Task to carry out –
Restate the whole of the data below word for word, skipping the images.

[Point-per-instance localization data]

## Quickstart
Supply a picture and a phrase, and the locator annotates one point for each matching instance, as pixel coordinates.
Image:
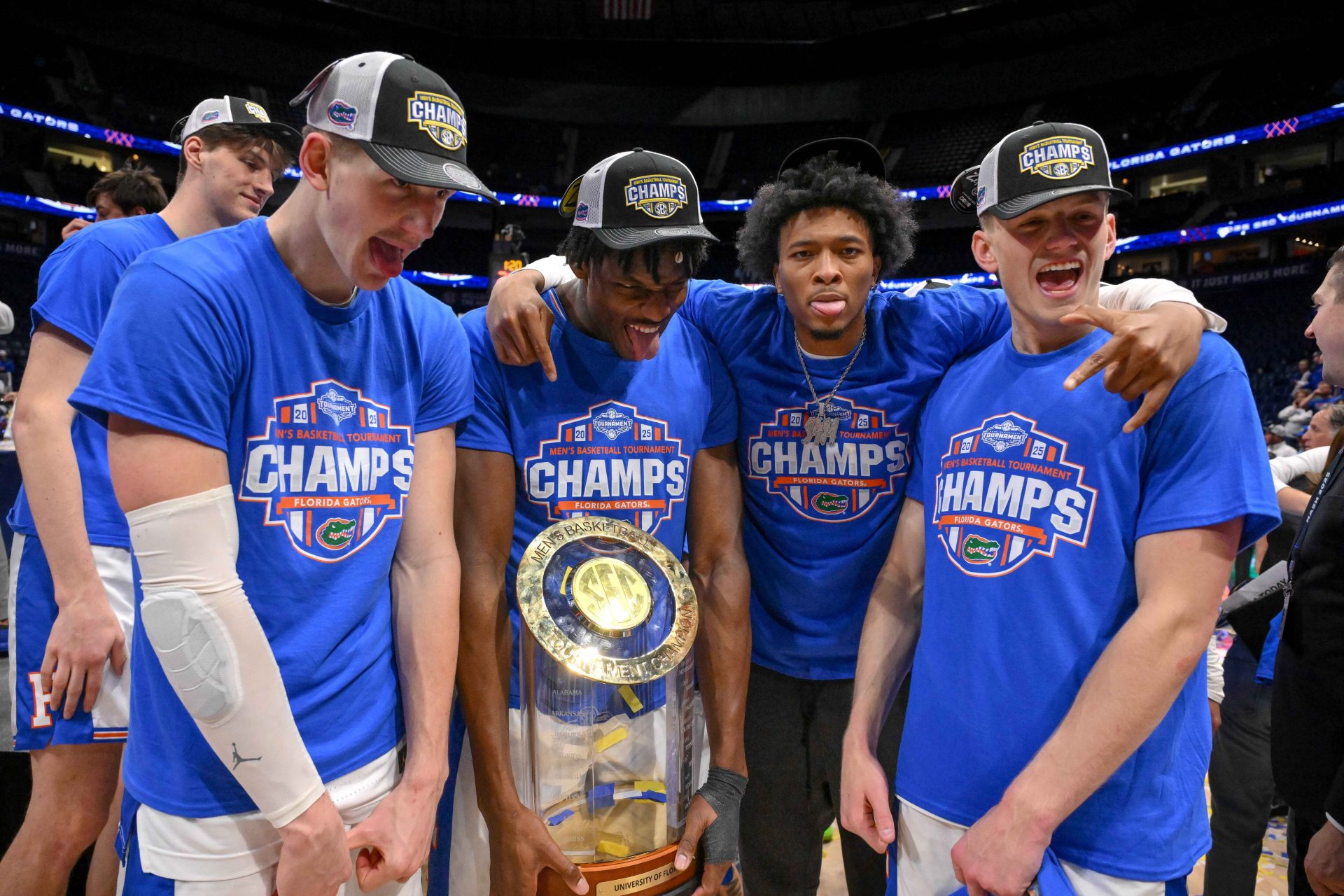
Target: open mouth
(644, 339)
(1059, 279)
(387, 258)
(828, 305)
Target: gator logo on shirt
(830, 482)
(830, 504)
(976, 550)
(336, 533)
(610, 461)
(332, 468)
(1006, 493)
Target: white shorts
(237, 855)
(924, 862)
(33, 612)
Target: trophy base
(648, 875)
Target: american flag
(624, 10)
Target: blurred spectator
(1308, 726)
(130, 191)
(1296, 415)
(1275, 437)
(1241, 780)
(1313, 379)
(1323, 428)
(1304, 375)
(1322, 396)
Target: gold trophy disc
(610, 596)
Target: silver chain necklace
(823, 426)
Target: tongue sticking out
(645, 344)
(387, 258)
(1058, 281)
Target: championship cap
(1035, 166)
(234, 111)
(635, 199)
(846, 150)
(403, 115)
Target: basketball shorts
(33, 612)
(235, 855)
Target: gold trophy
(608, 715)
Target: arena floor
(1273, 875)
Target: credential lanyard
(1307, 517)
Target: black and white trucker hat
(235, 111)
(635, 199)
(401, 113)
(1035, 166)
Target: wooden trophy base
(648, 875)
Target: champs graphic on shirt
(1006, 493)
(331, 469)
(612, 463)
(830, 482)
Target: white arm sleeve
(1214, 657)
(1140, 295)
(1285, 469)
(214, 652)
(554, 270)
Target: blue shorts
(33, 612)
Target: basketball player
(70, 610)
(651, 396)
(830, 377)
(268, 391)
(1069, 578)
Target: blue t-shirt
(74, 293)
(1269, 652)
(609, 437)
(318, 410)
(819, 520)
(1034, 500)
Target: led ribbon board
(1281, 128)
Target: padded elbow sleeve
(214, 652)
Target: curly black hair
(582, 248)
(824, 183)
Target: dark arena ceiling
(699, 62)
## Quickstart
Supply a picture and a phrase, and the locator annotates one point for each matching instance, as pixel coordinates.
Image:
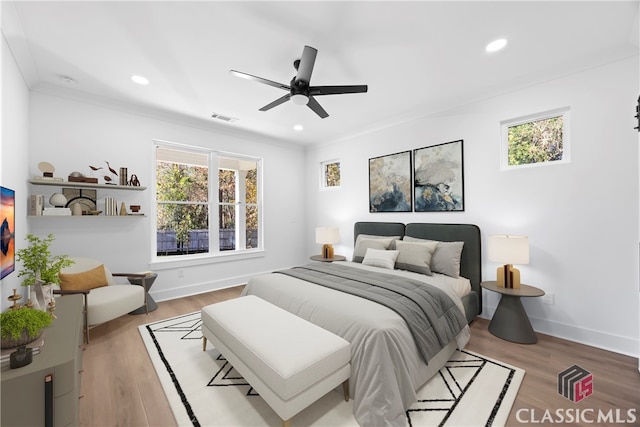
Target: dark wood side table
(146, 282)
(322, 259)
(510, 321)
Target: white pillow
(380, 258)
(415, 256)
(446, 257)
(365, 241)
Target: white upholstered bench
(291, 362)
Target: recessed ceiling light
(67, 79)
(496, 45)
(140, 80)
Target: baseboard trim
(586, 336)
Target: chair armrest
(70, 292)
(141, 275)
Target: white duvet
(386, 367)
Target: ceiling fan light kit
(300, 91)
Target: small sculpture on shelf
(112, 170)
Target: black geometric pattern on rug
(174, 379)
(190, 327)
(449, 375)
(227, 376)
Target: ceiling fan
(300, 92)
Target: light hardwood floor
(120, 386)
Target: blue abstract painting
(390, 183)
(439, 178)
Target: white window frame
(323, 181)
(566, 137)
(214, 254)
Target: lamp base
(508, 277)
(327, 251)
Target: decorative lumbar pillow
(446, 257)
(380, 258)
(84, 281)
(365, 241)
(415, 256)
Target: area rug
(203, 389)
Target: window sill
(179, 261)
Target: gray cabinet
(24, 397)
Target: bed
(387, 366)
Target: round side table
(322, 259)
(510, 321)
(146, 282)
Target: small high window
(536, 140)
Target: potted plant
(22, 326)
(38, 263)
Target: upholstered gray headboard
(471, 259)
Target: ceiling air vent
(224, 118)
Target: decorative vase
(23, 339)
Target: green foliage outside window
(536, 142)
(182, 183)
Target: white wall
(13, 154)
(581, 217)
(73, 132)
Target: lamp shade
(327, 235)
(508, 249)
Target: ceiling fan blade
(306, 64)
(317, 108)
(259, 80)
(277, 102)
(336, 90)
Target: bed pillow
(366, 241)
(446, 257)
(380, 258)
(85, 281)
(415, 256)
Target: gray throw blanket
(432, 317)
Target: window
(330, 174)
(207, 202)
(536, 140)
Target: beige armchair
(104, 299)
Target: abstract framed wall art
(390, 183)
(439, 178)
(7, 231)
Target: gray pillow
(366, 241)
(415, 256)
(446, 257)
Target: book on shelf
(47, 178)
(35, 346)
(56, 211)
(110, 206)
(36, 204)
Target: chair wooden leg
(86, 319)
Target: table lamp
(327, 236)
(509, 250)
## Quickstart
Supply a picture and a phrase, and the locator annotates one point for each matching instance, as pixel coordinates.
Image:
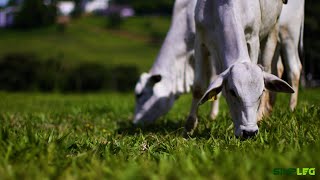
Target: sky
(3, 2)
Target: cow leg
(199, 86)
(215, 108)
(276, 69)
(268, 49)
(292, 64)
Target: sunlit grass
(90, 136)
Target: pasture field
(90, 136)
(136, 42)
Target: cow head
(243, 85)
(153, 98)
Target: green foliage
(25, 72)
(34, 14)
(86, 40)
(52, 136)
(114, 21)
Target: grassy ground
(89, 40)
(54, 136)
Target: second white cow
(232, 32)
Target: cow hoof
(191, 124)
(213, 116)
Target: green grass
(54, 136)
(88, 40)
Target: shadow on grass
(162, 127)
(206, 129)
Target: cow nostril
(249, 134)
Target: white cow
(172, 73)
(291, 38)
(290, 47)
(233, 32)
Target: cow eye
(233, 93)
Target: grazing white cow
(232, 32)
(172, 73)
(291, 38)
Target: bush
(34, 14)
(114, 21)
(27, 72)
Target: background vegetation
(90, 136)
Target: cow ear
(213, 90)
(273, 83)
(155, 78)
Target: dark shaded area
(28, 72)
(34, 13)
(312, 42)
(149, 7)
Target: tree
(34, 13)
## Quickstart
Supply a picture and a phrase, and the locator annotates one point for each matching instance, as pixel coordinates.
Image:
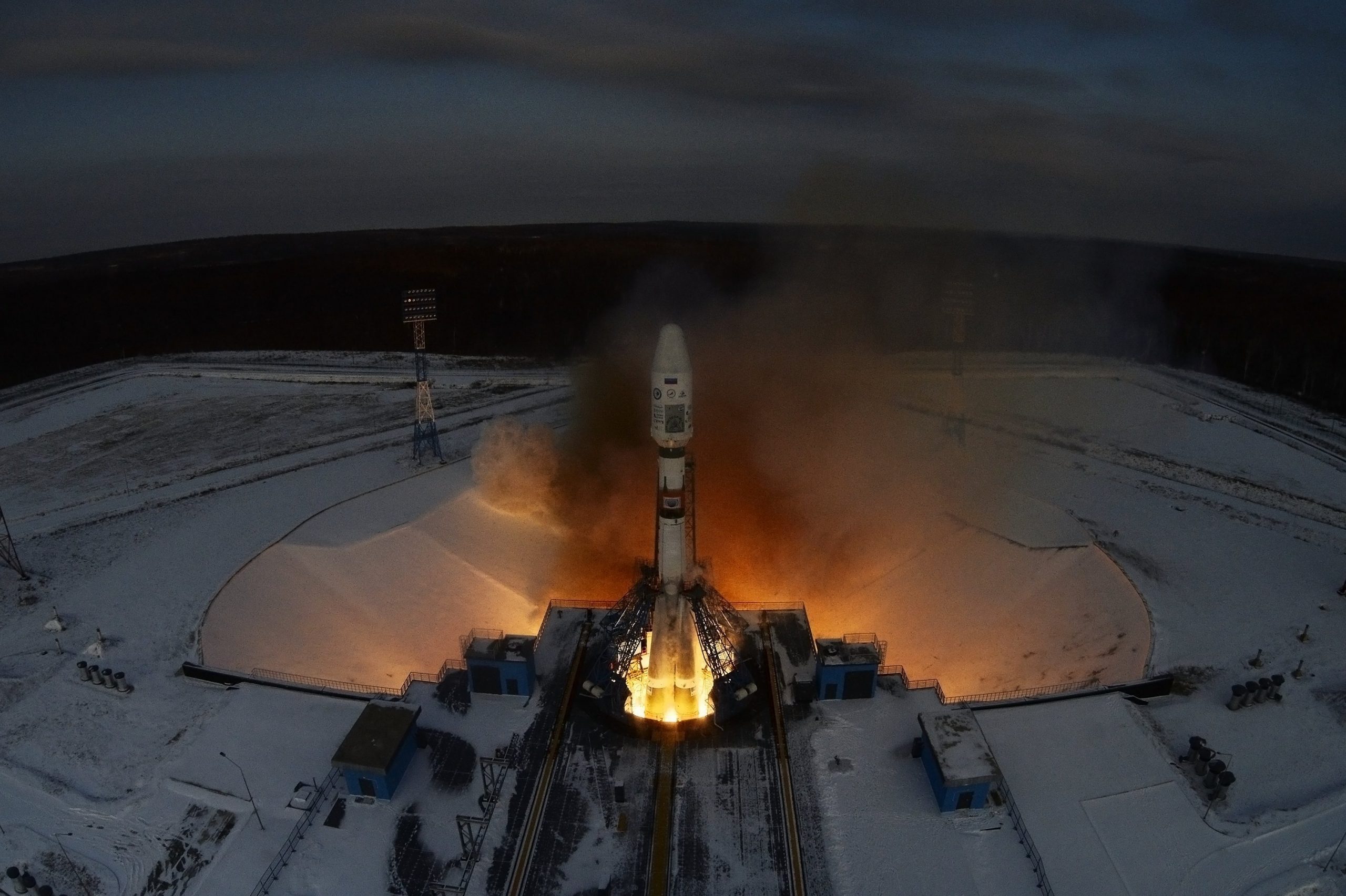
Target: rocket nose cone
(671, 353)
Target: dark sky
(1215, 123)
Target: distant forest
(1275, 323)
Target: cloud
(118, 57)
(655, 53)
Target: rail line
(544, 779)
(657, 882)
(782, 758)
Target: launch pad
(712, 676)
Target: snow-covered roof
(511, 649)
(962, 753)
(838, 652)
(376, 736)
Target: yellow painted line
(782, 758)
(659, 882)
(535, 816)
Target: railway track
(782, 758)
(696, 802)
(544, 782)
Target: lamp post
(75, 868)
(247, 789)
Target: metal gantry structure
(8, 553)
(421, 307)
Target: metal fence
(1026, 840)
(352, 688)
(306, 821)
(991, 697)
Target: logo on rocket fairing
(675, 419)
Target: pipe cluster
(104, 677)
(25, 883)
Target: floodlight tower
(8, 553)
(419, 306)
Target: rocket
(671, 427)
(675, 665)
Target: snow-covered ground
(279, 488)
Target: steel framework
(8, 553)
(419, 306)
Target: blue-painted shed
(500, 664)
(849, 668)
(957, 759)
(378, 750)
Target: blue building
(957, 759)
(849, 668)
(500, 664)
(378, 750)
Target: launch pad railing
(297, 835)
(1026, 840)
(357, 689)
(991, 697)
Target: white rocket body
(671, 427)
(674, 657)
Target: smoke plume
(825, 469)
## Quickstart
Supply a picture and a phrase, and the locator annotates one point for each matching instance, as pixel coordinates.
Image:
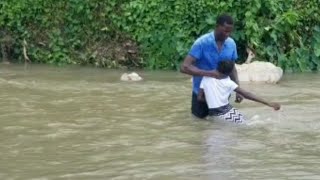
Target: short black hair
(224, 19)
(225, 67)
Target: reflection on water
(83, 123)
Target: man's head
(225, 67)
(224, 27)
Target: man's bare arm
(234, 75)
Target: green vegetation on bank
(156, 34)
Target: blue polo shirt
(205, 51)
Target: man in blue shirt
(204, 56)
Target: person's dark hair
(225, 67)
(224, 19)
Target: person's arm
(187, 67)
(253, 97)
(201, 96)
(234, 78)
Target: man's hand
(239, 98)
(275, 106)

Response area –
## Quickstart
Supply a picture and a phrase, and the locator annotates one point for each matching instance, as pixel coordinates.
Image:
Target: open mouth
(644, 339)
(1059, 279)
(387, 258)
(828, 305)
Target: gator logo on shirt
(830, 482)
(830, 504)
(976, 550)
(336, 533)
(610, 461)
(332, 468)
(1006, 493)
Target: white shorts
(237, 855)
(924, 862)
(33, 612)
Target: trophy base
(648, 875)
Target: american flag
(624, 10)
Target: blurred spectator
(1308, 726)
(130, 191)
(1296, 415)
(1275, 437)
(1241, 780)
(1313, 379)
(1323, 428)
(1304, 375)
(1322, 396)
Target: gold trophy disc
(610, 596)
Target: silver chain necklace
(823, 426)
Target: tongue sticking out
(645, 344)
(387, 258)
(1058, 281)
Target: championship cap
(1035, 166)
(234, 111)
(635, 199)
(846, 150)
(403, 115)
Target: basketball shorts
(33, 612)
(235, 855)
Target: gold trophy
(608, 715)
Target: arena floor
(1273, 875)
Target: credential lanyard
(1307, 517)
Target: black and white trucker hat
(235, 111)
(635, 199)
(401, 113)
(1035, 166)
Target: wooden trophy base
(648, 875)
Target: champs graphic on shirt
(1006, 493)
(331, 469)
(612, 463)
(830, 482)
Target: white arm sleeve
(1214, 657)
(1140, 295)
(1285, 469)
(214, 652)
(554, 270)
Target: blue shorts
(33, 612)
Target: basketball player
(70, 610)
(651, 396)
(830, 377)
(268, 391)
(1069, 578)
Target: blue t-shirt
(74, 293)
(1269, 652)
(609, 437)
(318, 410)
(819, 520)
(1034, 500)
Target: led ribbon board
(1281, 128)
Target: padded elbow sleeve
(214, 652)
Target: curly black hair
(582, 248)
(824, 183)
Target: dark arena ceiling
(699, 62)
## Quickstart
Supply a picture and a phrase, and the locator annotates one point for each matching instance, as pixel coordinates.
Image:
Target: dark wood side table
(146, 282)
(322, 259)
(510, 321)
Target: white pillow
(380, 258)
(415, 256)
(446, 257)
(365, 241)
Target: white upholstered bench
(291, 362)
Target: recessed ceiling light
(67, 79)
(496, 45)
(140, 80)
Target: baseboard trim
(586, 336)
Target: chair armrest
(70, 292)
(141, 275)
Target: white duvet
(386, 367)
Target: ceiling fan light kit
(300, 91)
Target: small sculpture on shelf
(112, 170)
Target: black geometric pattern on rug
(174, 379)
(190, 327)
(449, 375)
(227, 376)
Target: ceiling fan
(300, 92)
Target: light hardwood floor
(120, 386)
Target: blue abstract painting
(390, 183)
(439, 178)
Target: white window frame
(323, 181)
(566, 137)
(214, 254)
Target: lamp base
(508, 277)
(327, 251)
Target: decorative lumbar pillow
(446, 257)
(380, 258)
(84, 281)
(365, 241)
(415, 256)
Target: area rug
(203, 389)
Target: window sill
(179, 261)
Target: gray cabinet
(24, 397)
Target: bed
(387, 366)
Target: round side table
(322, 259)
(510, 321)
(146, 282)
Target: small high window
(536, 140)
Target: potted plant
(22, 326)
(38, 263)
Target: upholstered gray headboard
(471, 259)
Target: ceiling air vent
(224, 118)
Target: decorative vase
(23, 339)
Target: green foliage outside window
(536, 142)
(182, 183)
Target: white wall
(13, 154)
(581, 217)
(73, 132)
Target: lamp shade
(327, 235)
(508, 249)
Target: ceiling fan blade
(306, 64)
(317, 108)
(259, 80)
(277, 102)
(336, 90)
Target: bed pillow
(366, 241)
(446, 257)
(380, 258)
(85, 281)
(415, 256)
Target: gray throw blanket
(432, 317)
Target: window
(330, 174)
(207, 202)
(536, 140)
Target: beige armchair
(104, 299)
Target: abstract framed wall art
(390, 183)
(439, 178)
(7, 231)
Target: gray pillow
(366, 241)
(415, 256)
(446, 257)
Target: book on shelf
(47, 178)
(35, 346)
(56, 211)
(110, 206)
(36, 204)
Target: chair wooden leg
(86, 319)
Target: table lamp
(327, 236)
(509, 250)
## Quickstart
Supply a picture and a phrase, and the locator annotates one point for each matching instance, as pixel coordinates.
Image:
Target: sky
(3, 2)
Target: cow leg
(199, 86)
(215, 108)
(276, 69)
(268, 49)
(292, 64)
Target: sunlit grass
(90, 136)
Target: pasture field
(90, 136)
(136, 42)
Target: cow head
(243, 85)
(153, 98)
Target: green foliage
(25, 72)
(34, 14)
(86, 40)
(52, 136)
(114, 21)
Target: grassy ground
(89, 40)
(54, 136)
Target: second white cow
(232, 32)
Target: cow hoof
(191, 124)
(213, 116)
Target: green grass
(54, 136)
(88, 40)
Target: shadow on grass
(162, 127)
(206, 129)
Target: cow nostril
(249, 134)
Target: white cow
(172, 73)
(291, 38)
(290, 47)
(233, 32)
Target: cow eye
(233, 93)
Target: grazing white cow
(232, 32)
(172, 73)
(291, 38)
Target: bush
(34, 14)
(114, 21)
(27, 72)
Target: background vegetation
(90, 136)
Target: cow ear
(213, 90)
(273, 83)
(155, 78)
Target: dark shaded area
(28, 72)
(34, 13)
(312, 42)
(149, 7)
Target: tree
(34, 13)
## Quickstart
Supply a picture and a phrase, and the locator annotates one point for each matching instance, as pixel coordinates.
Image:
Target: rocket nose cone
(671, 353)
Target: dark sky
(1215, 123)
Target: distant forest
(1275, 323)
Target: cloud
(118, 57)
(655, 53)
Target: rail line
(544, 779)
(657, 882)
(782, 758)
Target: launch pad
(712, 676)
Target: snow-covered roof
(511, 649)
(962, 753)
(838, 652)
(376, 736)
Target: yellow painted line
(782, 758)
(659, 882)
(535, 816)
Target: railway track
(782, 758)
(696, 802)
(544, 782)
Target: lamp post
(75, 868)
(247, 789)
Target: metal gantry structure
(8, 553)
(421, 307)
Target: metal fence
(1026, 840)
(352, 688)
(306, 821)
(991, 697)
Target: logo on rocket fairing
(675, 419)
Target: pipe cluster
(104, 677)
(25, 883)
Target: floodlight tower
(8, 553)
(419, 306)
Target: rocket
(671, 427)
(675, 665)
Target: snow-covered ground
(279, 488)
Target: steel framework
(8, 553)
(419, 306)
Target: blue-painted shed
(500, 664)
(849, 668)
(957, 759)
(378, 750)
Target: blue building
(957, 759)
(849, 668)
(500, 664)
(378, 750)
Target: launch pad railing
(297, 835)
(1026, 840)
(357, 689)
(991, 697)
Target: white rocket body
(671, 427)
(674, 657)
Target: smoke plume
(825, 469)
## Quickstart
Supply a picture and a phrase, and the locator annotates one point for each matching instance, as pixel coordinates.
Image:
Target: short black hair
(224, 19)
(225, 67)
Target: reflection on water
(83, 123)
Target: man's head
(225, 67)
(224, 27)
Target: man's bare arm
(234, 75)
Target: green vegetation on bank
(156, 34)
Target: blue polo shirt
(205, 51)
Target: man in blue shirt
(204, 56)
Target: person's dark hair
(225, 67)
(224, 19)
Target: person's arm
(187, 67)
(253, 97)
(201, 96)
(234, 78)
Target: man's hand
(239, 98)
(275, 106)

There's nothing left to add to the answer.